## JOBS
[A] Name each form of so-called alternative energy mentioned in the blog text.
[B] Rewrite the blog text from "So now we've" to "have consequences, huh?", changing "Hades" to "the underworld".

## TEXT SHOWN
Give your own salute to the crew that didn't make it. This Blog entry's mine.

Underway and making way.

--- JKF

Are You Guilty of This?

John Fulweiler - Friday, June 18, 2010

I was painting my boat deck one wet summer day
While to my left, a portly boat owner wrestled a paint tray
I watched the old sod, wash the paint off his hand,
And then stand, straighten and twist his boat stand!

He grunted and groaned and turned the catch
The old boat stand shuddered and then came free
It seemed he wanted to paint that hard-to-reach patch
But, man, didn't he see how silly that move could be?

Why that boat could slip, turn and fall
And what's worse is his storage contract said; "no"
Do not move boat stands, it read, after the haul
And since he was told not to, at trial it'd be a blow.

That silly old sod, got away with his move
Me, I'm still painting away
But I'll say it'd behoove
To leave patches estray.

Underway and making way mainly on the Bay.

--- JKF

To Hades and Back

John Fulweiler - Friday, June 04, 2010

I remember nudging throttles forward with my knuckle-back, tapping each into some kind of synchronicity, and now I'm about to up the revolutions on this blog. Let me play provocateur . . . didn't this Country sell out the Gulf's beauty years ago? I mean we've got thousands of rigs shouldering up to environments described as "pristine" and "irreplaceable". Me? I call that something's gonna happen, we're just not sure when.

I'm leveling collective criticism. I'm not singling out the oil and gas industry's hardhats, it's as honest a work as anything else anyone does. Look, you don't need to be wearing thick wool socks and sandals to appreciate that the American majority hasn't done squat to conserve. And this so-called alternative energy the media and marketers tout reminds me of some high-end science fair projects. A car that'll get you to the next county on batteries? A windmill here and there? Bio-fuel? Come on, let's be honest, we haven't given a hoot about anything but cheap goods and cheaper fuel, and, in my opinion, we ante-upped the Gulf Coast for cheap fuel everything else be damned.

So now we've gone and punctured Hades. ("The devil went down to Georgia the Gulf Coast, he was looking for a soul to steal."). A nether world pierced and spewing the fermented richness of a million eons ago. If you make a pact with Devil, well maybe you shouldn't be wincing and whining come pay day. To my mind, we curse our trade-off, we try hard to collect money damages, and we get on with realizing that we should bloody well start paying attention to our future decisions. They seem to have consequences, huh?

I'm not underway and I'm not making way. I'm just angry.

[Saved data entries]
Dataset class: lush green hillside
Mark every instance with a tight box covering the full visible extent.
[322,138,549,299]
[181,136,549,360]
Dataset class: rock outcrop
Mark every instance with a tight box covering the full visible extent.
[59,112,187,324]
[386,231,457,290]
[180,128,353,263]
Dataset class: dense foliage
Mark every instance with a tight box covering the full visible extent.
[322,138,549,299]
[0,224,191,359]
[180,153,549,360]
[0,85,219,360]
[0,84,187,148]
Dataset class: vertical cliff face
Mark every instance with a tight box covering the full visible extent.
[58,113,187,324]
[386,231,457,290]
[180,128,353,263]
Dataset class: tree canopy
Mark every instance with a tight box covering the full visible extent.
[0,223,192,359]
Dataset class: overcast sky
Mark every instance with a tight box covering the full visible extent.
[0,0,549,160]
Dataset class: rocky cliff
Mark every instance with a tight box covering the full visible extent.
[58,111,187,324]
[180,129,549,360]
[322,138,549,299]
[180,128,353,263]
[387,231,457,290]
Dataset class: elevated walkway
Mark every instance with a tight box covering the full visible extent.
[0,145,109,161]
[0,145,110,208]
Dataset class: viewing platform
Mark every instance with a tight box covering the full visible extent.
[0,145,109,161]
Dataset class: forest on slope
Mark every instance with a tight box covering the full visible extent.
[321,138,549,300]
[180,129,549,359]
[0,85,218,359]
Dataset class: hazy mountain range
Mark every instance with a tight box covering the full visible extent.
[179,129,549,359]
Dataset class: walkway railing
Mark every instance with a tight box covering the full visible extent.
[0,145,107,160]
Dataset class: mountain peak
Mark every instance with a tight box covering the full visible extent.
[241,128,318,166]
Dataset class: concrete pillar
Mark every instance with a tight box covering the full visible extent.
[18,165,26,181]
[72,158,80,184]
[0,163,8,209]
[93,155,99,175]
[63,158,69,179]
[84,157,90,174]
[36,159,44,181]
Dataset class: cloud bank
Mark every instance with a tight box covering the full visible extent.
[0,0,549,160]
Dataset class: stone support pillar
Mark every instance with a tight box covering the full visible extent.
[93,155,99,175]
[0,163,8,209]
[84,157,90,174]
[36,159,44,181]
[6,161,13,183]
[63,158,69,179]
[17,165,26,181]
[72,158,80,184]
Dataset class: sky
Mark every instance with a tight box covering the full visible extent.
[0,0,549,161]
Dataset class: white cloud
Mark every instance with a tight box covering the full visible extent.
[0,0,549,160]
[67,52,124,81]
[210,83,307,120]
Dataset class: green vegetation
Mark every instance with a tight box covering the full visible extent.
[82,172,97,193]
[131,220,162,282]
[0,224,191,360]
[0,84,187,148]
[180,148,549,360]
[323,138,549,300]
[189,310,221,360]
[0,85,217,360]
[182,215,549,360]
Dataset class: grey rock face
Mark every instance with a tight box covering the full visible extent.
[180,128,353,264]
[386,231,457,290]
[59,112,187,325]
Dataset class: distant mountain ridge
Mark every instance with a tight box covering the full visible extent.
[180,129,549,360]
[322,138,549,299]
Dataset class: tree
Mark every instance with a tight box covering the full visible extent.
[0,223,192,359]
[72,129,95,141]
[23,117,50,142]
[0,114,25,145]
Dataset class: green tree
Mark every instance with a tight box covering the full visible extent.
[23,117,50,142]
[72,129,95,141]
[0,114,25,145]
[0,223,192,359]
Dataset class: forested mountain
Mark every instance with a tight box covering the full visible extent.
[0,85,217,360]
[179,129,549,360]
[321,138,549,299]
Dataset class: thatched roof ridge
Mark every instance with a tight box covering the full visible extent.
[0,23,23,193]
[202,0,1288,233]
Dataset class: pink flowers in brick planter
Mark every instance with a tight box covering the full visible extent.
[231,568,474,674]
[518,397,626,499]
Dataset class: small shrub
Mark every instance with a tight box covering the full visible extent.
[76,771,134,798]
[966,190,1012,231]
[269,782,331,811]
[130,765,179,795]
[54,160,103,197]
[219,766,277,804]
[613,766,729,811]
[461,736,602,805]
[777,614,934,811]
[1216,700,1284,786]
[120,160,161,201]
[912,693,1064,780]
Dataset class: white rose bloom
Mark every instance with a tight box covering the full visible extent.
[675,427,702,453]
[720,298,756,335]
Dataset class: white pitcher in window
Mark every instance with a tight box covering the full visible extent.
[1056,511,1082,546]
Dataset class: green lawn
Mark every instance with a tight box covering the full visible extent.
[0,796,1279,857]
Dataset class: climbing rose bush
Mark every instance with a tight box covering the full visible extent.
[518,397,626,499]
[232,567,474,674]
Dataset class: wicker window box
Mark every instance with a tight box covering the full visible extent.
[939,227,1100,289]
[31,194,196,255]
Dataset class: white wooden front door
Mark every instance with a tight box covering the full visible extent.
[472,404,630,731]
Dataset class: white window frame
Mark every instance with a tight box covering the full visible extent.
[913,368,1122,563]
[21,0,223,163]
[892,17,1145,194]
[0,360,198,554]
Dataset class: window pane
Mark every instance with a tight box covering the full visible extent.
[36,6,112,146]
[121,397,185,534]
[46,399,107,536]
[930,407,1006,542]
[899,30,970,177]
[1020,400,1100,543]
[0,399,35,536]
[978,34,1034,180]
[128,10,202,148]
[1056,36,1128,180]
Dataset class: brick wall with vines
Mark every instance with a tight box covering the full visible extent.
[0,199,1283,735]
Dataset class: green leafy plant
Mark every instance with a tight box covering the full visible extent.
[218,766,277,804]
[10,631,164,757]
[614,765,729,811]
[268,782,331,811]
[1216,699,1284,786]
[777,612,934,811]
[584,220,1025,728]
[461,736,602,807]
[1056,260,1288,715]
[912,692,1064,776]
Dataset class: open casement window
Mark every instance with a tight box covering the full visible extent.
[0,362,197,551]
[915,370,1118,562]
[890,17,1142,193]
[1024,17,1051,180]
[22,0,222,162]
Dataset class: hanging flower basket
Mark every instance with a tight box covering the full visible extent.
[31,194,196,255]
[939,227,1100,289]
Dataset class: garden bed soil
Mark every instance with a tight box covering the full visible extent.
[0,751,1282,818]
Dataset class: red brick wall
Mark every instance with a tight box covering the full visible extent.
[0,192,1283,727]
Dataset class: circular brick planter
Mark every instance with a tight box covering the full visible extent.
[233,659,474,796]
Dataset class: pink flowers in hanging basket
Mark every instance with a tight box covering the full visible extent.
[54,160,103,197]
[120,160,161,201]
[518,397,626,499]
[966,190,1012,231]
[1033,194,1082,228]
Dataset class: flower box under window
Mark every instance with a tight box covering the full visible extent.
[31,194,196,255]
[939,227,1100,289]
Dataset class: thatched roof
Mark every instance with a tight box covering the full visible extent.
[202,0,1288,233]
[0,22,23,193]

...

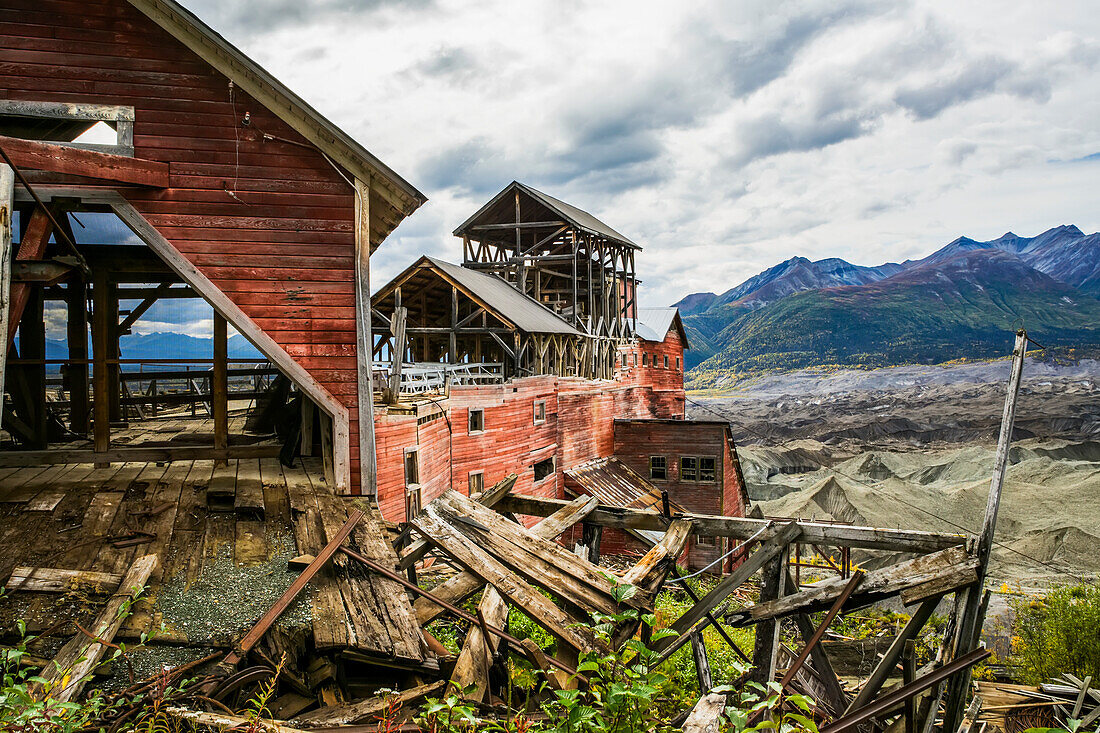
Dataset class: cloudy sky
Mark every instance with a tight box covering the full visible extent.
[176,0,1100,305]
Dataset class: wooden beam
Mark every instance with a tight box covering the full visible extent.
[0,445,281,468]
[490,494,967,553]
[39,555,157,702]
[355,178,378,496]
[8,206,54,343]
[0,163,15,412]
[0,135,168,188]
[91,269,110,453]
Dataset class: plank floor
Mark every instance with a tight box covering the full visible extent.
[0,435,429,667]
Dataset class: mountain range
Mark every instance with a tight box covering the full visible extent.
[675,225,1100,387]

## SOLVED PROBLEMS
[A]
- A car that'll get you to the next county on batteries
- A windmill here and there
- Bio-fuel

[B]
So now we've gone and punctured the underworld. ("The devil went down to Georgia the Gulf Coast, he was looking for a soul to steal."). A nether world pierced and spewing the fermented richness of a million eons ago. If you make a pact with Devil, well maybe you shouldn't be wincing and whining come pay day. To my mind, we curse our trade-off, we try hard to collect money damages, and we get on with realizing that we should bloody well start paying attention to our future decisions. They seem to have consequences, huh?